WRITTEN TASK: Can you copy out the listing below, substituting "entryway" for every "door" and leaving everything else unchanged?

--- Start EXTRACTED RECORDS ---

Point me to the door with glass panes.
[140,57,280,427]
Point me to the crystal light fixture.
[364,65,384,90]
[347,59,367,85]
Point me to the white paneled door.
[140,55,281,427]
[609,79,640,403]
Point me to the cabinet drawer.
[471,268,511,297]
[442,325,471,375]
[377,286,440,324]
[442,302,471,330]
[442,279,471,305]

--- End EXTRACTED RECORDS ---

THE RESULT:
Point me to the entryway with glass panes.
[140,57,280,427]
Point me to the crystal light fixture.
[364,65,384,90]
[347,59,367,85]
Point me to the white paneled entryway.
[140,55,281,427]
[609,79,640,403]
Point me to the cabinet drawer.
[471,268,511,297]
[442,325,471,375]
[377,286,440,324]
[442,302,471,330]
[442,279,471,305]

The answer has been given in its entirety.